#### WHAT THIS TASK INVOLVES:
Count the lines in the records below that contain the string "rock", matching case exactly. Give only the number.

#### EXTRACTED INFORMATION:
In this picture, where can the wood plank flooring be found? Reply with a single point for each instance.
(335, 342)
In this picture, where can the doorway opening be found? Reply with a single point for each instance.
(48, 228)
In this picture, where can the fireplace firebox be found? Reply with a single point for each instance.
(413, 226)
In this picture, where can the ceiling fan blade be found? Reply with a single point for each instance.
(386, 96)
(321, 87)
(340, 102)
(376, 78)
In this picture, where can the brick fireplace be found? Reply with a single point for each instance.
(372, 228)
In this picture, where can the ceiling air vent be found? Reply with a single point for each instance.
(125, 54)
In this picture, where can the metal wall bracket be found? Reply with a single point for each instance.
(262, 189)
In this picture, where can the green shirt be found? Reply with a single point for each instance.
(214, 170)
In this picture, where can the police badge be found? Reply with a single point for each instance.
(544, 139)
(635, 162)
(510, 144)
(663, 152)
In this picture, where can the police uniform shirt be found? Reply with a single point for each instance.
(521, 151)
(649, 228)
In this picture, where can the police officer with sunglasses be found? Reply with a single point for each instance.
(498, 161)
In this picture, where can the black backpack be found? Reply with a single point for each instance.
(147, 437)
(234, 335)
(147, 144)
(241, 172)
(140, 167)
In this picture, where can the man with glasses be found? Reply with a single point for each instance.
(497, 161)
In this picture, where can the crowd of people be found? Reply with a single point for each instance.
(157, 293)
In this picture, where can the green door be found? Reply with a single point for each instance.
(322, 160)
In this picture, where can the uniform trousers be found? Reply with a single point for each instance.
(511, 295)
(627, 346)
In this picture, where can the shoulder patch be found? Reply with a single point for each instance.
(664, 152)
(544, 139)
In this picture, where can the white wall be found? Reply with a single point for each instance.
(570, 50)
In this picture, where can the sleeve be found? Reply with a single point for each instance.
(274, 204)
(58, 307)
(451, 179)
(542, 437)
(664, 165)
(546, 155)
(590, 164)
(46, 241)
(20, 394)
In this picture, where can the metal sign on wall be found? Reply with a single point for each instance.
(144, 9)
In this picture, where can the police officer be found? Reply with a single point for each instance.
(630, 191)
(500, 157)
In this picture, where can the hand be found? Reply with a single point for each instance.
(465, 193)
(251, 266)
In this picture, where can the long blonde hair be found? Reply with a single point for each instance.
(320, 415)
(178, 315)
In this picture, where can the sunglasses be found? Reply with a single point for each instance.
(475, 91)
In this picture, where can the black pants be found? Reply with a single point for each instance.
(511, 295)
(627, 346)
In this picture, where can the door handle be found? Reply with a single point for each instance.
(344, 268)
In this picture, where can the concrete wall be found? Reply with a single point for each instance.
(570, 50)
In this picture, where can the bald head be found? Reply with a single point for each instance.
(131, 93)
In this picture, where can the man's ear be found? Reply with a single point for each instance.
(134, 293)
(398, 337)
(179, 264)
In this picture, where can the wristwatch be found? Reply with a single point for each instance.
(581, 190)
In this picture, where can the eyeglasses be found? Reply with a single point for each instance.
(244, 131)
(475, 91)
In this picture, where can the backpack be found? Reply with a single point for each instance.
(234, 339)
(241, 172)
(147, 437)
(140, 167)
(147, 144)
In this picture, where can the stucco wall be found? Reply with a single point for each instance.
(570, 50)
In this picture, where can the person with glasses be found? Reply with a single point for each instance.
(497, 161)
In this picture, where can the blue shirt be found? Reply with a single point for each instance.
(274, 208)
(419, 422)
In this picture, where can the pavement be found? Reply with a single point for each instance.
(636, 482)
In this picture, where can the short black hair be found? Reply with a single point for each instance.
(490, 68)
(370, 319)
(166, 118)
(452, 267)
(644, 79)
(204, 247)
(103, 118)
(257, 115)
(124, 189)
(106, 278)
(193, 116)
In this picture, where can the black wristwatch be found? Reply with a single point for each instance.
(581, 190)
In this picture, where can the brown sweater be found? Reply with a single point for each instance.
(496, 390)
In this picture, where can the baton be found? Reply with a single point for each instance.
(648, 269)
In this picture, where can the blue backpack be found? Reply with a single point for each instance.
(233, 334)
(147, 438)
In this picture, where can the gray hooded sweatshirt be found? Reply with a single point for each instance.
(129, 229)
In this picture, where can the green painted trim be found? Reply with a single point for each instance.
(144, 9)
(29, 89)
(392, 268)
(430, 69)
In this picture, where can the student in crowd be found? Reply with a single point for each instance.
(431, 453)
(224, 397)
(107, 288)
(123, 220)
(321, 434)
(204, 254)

--

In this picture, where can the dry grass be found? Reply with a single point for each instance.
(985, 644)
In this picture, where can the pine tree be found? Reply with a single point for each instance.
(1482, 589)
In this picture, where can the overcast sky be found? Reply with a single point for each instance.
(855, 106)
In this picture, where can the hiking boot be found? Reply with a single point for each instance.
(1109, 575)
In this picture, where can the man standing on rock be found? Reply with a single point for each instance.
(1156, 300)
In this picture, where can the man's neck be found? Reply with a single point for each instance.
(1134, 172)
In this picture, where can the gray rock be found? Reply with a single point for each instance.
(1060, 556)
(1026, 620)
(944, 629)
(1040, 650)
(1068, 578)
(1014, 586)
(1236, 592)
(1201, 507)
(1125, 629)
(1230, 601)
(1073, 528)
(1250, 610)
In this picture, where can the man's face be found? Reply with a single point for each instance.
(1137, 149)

#### THE ANSWER:
2